>> START

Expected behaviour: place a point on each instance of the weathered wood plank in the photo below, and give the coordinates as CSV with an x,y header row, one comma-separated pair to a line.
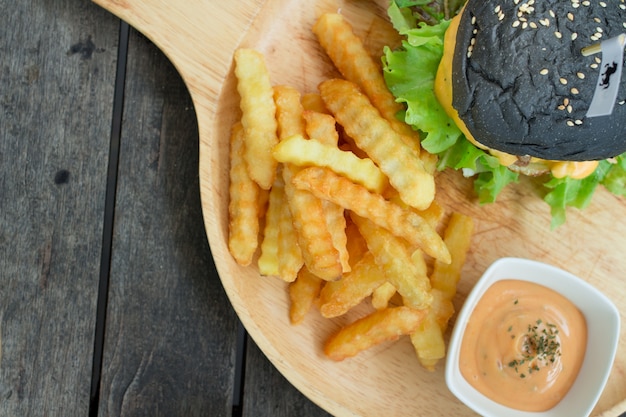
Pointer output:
x,y
57,63
268,394
171,333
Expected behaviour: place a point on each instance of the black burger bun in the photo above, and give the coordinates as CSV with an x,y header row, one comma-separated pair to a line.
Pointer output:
x,y
521,84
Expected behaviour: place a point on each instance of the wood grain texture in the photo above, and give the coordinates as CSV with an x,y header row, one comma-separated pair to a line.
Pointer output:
x,y
171,332
386,380
54,132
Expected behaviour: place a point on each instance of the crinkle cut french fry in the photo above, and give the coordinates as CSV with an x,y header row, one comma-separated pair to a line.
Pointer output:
x,y
428,340
315,241
383,145
403,223
243,207
323,127
382,295
290,259
302,293
305,152
258,115
351,58
337,298
380,326
393,256
269,260
313,102
457,236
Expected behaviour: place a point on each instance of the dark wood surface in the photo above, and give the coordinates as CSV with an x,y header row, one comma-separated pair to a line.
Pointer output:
x,y
110,304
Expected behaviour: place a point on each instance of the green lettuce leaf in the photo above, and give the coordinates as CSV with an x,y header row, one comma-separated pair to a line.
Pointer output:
x,y
410,75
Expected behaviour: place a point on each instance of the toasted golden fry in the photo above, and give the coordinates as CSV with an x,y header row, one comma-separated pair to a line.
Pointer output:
x,y
336,298
457,237
258,115
393,256
290,259
313,102
349,55
403,223
323,128
428,340
243,208
304,152
378,327
382,295
315,241
302,293
269,260
356,245
383,145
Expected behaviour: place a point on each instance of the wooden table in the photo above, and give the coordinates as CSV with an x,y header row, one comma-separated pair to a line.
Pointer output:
x,y
110,304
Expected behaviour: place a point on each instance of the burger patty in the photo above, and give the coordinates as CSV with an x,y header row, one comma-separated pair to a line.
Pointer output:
x,y
521,84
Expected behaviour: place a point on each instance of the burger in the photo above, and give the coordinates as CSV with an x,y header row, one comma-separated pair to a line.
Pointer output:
x,y
502,88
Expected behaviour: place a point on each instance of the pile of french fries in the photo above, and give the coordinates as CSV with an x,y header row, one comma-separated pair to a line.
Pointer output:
x,y
335,193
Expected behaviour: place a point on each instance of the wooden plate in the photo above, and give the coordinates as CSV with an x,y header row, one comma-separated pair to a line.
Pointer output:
x,y
200,36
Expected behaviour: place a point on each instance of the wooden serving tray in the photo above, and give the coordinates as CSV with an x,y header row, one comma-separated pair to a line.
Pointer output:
x,y
199,37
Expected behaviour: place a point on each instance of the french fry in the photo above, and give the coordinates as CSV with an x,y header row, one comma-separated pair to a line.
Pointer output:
x,y
243,207
382,295
315,241
380,326
325,184
269,264
323,127
457,237
302,293
351,58
383,145
393,256
337,298
306,152
314,102
290,259
258,115
428,340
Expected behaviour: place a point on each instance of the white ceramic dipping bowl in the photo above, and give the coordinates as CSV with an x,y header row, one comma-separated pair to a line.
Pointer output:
x,y
603,323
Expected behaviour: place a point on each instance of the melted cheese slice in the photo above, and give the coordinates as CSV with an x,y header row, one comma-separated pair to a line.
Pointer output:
x,y
443,92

>> END

--- What you should do ---
Transcribe the preceding listing in its entirety and with exact wording, leaving out pictures.

--- Reply to the exercise ---
Expected behaviour: place a point on each instance of the weathered wood plank in the photo below, and give the coordinates as CSV with an x,y header row, one comma-separated pair to a line.
Pointer output:
x,y
57,63
268,394
171,333
Expected behaviour: place a point on each instance of the black burger bun in the photo above, and give the coordinates as CSV with an x,y header row, one comma-separated pair to a line.
Pointer output:
x,y
521,84
Expected behaviour: place a point on each instance of the wood grain texture in the photo above, and give the coordinates as CSV with an x,y header row, one comma-separated pair to a line.
Pointer output:
x,y
171,332
386,380
54,132
Expected behaviour: place a point on each instance of the crinkle cut french fry in the photo above, and give the coordinates as CSV with an x,y header row, one comma-separated pair to a line.
Pointer output:
x,y
428,340
315,241
383,145
403,223
243,207
323,127
382,295
290,259
302,293
305,152
258,115
351,58
337,298
380,326
393,256
269,260
313,102
457,236
Expected behaviour: place a point on each instance of the dark wood surface in the photo above, and give the coordinates as CSV with an x,y header row, one comma-separated pair to a line.
Pointer output:
x,y
110,304
Expected behaviour: place a point on each instance of the green lettuce leaf in the photo above, and give the coordinates as CSV with an x,y header row, one comma-separated pair to a line.
Pointer output:
x,y
410,75
Expected behaviour: place a point on each instance of the toasted golden fry in the photo above, and give the coordinates as CSV with an x,y header row, one comma-separated pair to a line.
Pointer output:
x,y
336,298
457,237
258,115
393,256
290,259
313,102
349,55
403,223
323,128
428,340
243,208
304,152
378,327
382,295
315,241
302,293
269,260
356,245
383,145
Expected behaviour: place a point on each instance of the wooden table in the photo above, and give the coordinates as CSV with an x,y header row, one comma-separated pair to a line.
Pointer output:
x,y
110,304
Expected behaviour: place a point on each instance of the burger patty in the photo above, and give the coordinates as CSV with an x,y header row, one comma-separated pair to a line.
Pointer output:
x,y
521,84
Expected behaviour: place a point on each instance of the burger in the photo above, and give the coordinates as CSV with an x,y header row, one comma-separated pair to a line.
Pointer output:
x,y
502,88
Expected behaviour: place a point on each instance of the pile of french fries in the photo above, and give the coordinates as CSV with an x,y header row, one comma-separated pair to a line.
Pointer output:
x,y
335,193
Expected behaviour: place a point on each instance of the wooden plate in the photo above, and give the coordinates as CSV with an x,y header row, one comma-separated pair to a line.
Pointer output:
x,y
200,36
Expected behaviour: place a point on each instance of the wooden serving tray in the photo above, and give the coordinates as CSV with an x,y header row, one comma-separated pair to a line.
Pointer output:
x,y
199,37
Expected behaviour: place a point on each instance of the french fry in the photo above, and give the coordinates as CSV with an x,y header row, one comma-separated pair to a line.
Pointer output:
x,y
243,207
382,295
315,241
380,326
325,184
269,264
323,127
457,237
302,293
351,58
383,145
393,256
337,298
306,152
314,102
290,259
258,115
428,340
Expected behaviour: place a point on each instance of the white ceramic dipping bowl in the photo above, and give the coordinates as CSV with an x,y header row, one comma-separated pair to a line.
Pointer output:
x,y
603,323
Expected behaviour: place a point on each instance of the melted cheese slice in the photo above, and give the coordinates as CSV with an x,y header row, one comma-separated pair to a line.
Pointer output:
x,y
443,92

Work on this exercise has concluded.